Deficits in 144Sm can reflect deficits in p-process isotopes, but they are also artificially created by s-process excess and/or r-process deficits using the 147Sm/152Sm normalization scheme. The two Sm isotopes used for mass bias correction are predominantly formed by r-processes (88% and 77% for 147Sm and 152Sm, respectively), and the remaining part is formed by s-processes. The positive μ148Sm–μ150Sm correlation (Extended Data Fig. 3) shows that CAIs are the carrier of an s-process excess and an r-process deficit. This correlation is in agreement with the general shape of the pattern, with deficits in 144Sm, 149Sm and 154Sm, and excesses in 148Sm and 150Sm (Fig. 2a). The NWA 6991 CAI has the highest deficits in 149Sm and highest excesses in 150Sm, and this sample does not fall on the μ148Sm–μ150Sm correlation line formed by CV3 chondrites and other CAIs25. This result suggests that the Sm isotope composition of the NWA 6991 CAI has been modified by neutron fluence capture, owing to long-term exposure to galactic cosmic rays following the reaction 149Sm(n, γ)150Sm. Nevertheless, this effect is small and does not induce any substantial modification of Nd isotope ratios because Nd isotopes have smaller neutron capture cross sections than does 149Sm (ref. 1). CAIs and carbonaceous chondrites plot on the same correlation line, which intersects the 148Sm terrestrial value at μ144Sm = −60 p.p.m. in the μ144Sm–μ148Sm diagram (Extended Data Fig. 3). This value is in agreement with the deficit in 144Sm of about −80 p.p.m. measured in carbonaceous chondrites that have terrestrial 148Sm abundances3,21. The CAIs represent the end-member farthest from the terrestrial composition. The three enstatite chondrites have terrestrial compositions for both 148Sm and 154Sm, indicating that the 149Sm–150Sm signature (excess in 149Sm coupled to deficit in 150Sm) reflects secondary reactions. Deficit or excess in s-processes must generate similar deviations in both 148Sm/152Sm and 150Sm/152Sm ratios. The two EL3 samples MAC 02837 and 02839 have variable 144Sm abundances with μ values of −3 ± 16 p.p.m. and 48 ± 12 p.p.m., respectively.

● **Record set**:
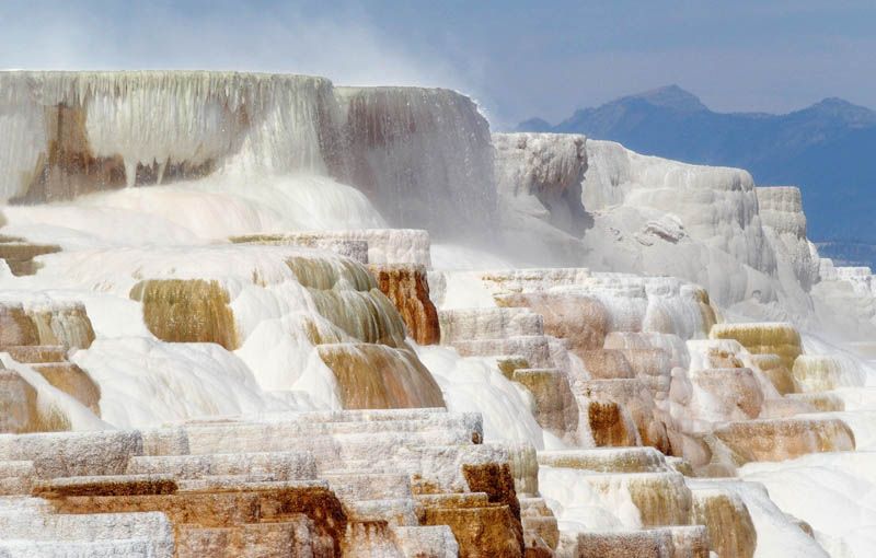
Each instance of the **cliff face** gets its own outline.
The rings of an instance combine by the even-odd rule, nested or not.
[[[3,72],[0,91],[3,200],[310,173],[356,186],[395,225],[494,213],[488,125],[447,90],[150,71]]]

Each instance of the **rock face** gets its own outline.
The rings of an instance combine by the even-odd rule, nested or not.
[[[586,138],[561,133],[494,133],[492,138],[496,189],[506,211],[580,236],[589,219],[581,205]]]
[[[438,311],[429,299],[426,269],[406,264],[372,265],[380,291],[402,315],[408,335],[419,345],[437,344],[441,337]]]
[[[488,229],[495,212],[495,195],[480,187],[493,182],[487,123],[451,91],[164,71],[3,72],[0,86],[13,114],[0,129],[13,146],[0,162],[4,200],[243,170],[331,175],[396,226]]]
[[[800,335],[791,324],[718,324],[710,337],[736,339],[754,354],[776,354],[788,370],[803,352]]]
[[[666,274],[705,287],[721,304],[754,291],[774,297],[776,256],[758,213],[751,175],[645,156],[609,141],[587,142],[586,265]],[[706,265],[710,263],[710,265]]]
[[[803,196],[795,186],[756,188],[760,218],[771,243],[776,249],[779,272],[791,272],[804,291],[818,280],[818,261],[806,239],[806,216],[803,214]],[[781,244],[780,244],[781,243]],[[786,267],[788,270],[783,269]],[[783,282],[791,284],[791,278]]]
[[[19,512],[0,514],[0,548],[519,557],[508,454],[472,443],[480,428],[424,409],[0,435],[0,509]]]
[[[10,364],[0,360],[0,432],[70,430],[70,415],[80,406],[100,417],[100,387],[67,360],[68,350],[87,349],[93,340],[81,304],[46,299],[0,304],[0,353],[8,353]]]
[[[228,291],[217,281],[153,279],[137,283],[130,298],[142,302],[143,322],[159,339],[240,346]]]
[[[307,246],[336,252],[360,264],[431,266],[429,233],[422,229],[360,229],[233,236],[231,242]],[[365,244],[365,251],[362,251]]]
[[[876,281],[794,188],[319,78],[8,72],[0,114],[2,556],[871,546],[691,478],[865,457],[817,335],[872,351]]]

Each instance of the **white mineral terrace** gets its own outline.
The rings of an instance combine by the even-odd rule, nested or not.
[[[795,187],[447,90],[0,73],[0,556],[868,557]]]

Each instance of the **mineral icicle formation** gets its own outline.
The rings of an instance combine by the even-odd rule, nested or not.
[[[2,72],[0,197],[2,556],[872,550],[876,281],[794,187],[446,90]]]

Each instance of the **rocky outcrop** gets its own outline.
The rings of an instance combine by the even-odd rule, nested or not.
[[[3,72],[0,198],[315,173],[359,188],[394,225],[489,230],[486,120],[458,93],[334,88],[237,72]],[[404,199],[404,204],[399,204]],[[453,222],[452,228],[446,223]]]
[[[2,485],[0,510],[18,513],[0,513],[0,548],[520,557],[508,454],[479,432],[475,417],[408,410],[0,435],[0,476],[20,480]]]
[[[371,265],[380,291],[395,305],[407,334],[419,345],[435,345],[441,338],[438,311],[429,299],[426,269],[407,264]]]
[[[358,229],[232,236],[238,244],[330,249],[360,264],[431,266],[429,233],[422,229]],[[362,251],[365,247],[365,251]]]
[[[717,324],[710,332],[713,339],[736,339],[754,354],[776,354],[787,370],[800,356],[800,335],[791,324]]]
[[[580,236],[586,138],[561,133],[493,133],[496,190],[506,211],[540,219]]]
[[[142,303],[143,322],[161,340],[240,347],[230,298],[218,281],[152,279],[137,283],[130,298]]]

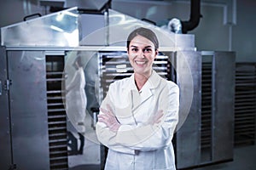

● **The exercise**:
Summarize the passage on samarium isotopes in meteorites in three sentences.

● **Output for this task**:
Deficits in 144Sm can reflect p-process deficits, but they can also be artificially created by s-process excess and/or r-process deficits under the 147Sm/152Sm normalization, and the positive μ148Sm–μ150Sm correlation shows that CAIs carry an s-process excess and an r-process deficit. The NWA 6991 CAI falls off this correlation, which suggests neutron capture from long-term galactic cosmic ray exposure, although the effect is small and does not substantially modify Nd isotope ratios. CAIs and carbonaceous chondrites plot on one line that intersects the terrestrial 148Sm value at μ144Sm = −60 p.p.m., in agreement with measured chondrite deficits of about −80 p.p.m., whereas the three enstatite chondrites have terrestrial 148Sm and 154Sm compositions, indicating that their 149Sm–150Sm signature reflects secondary reactions.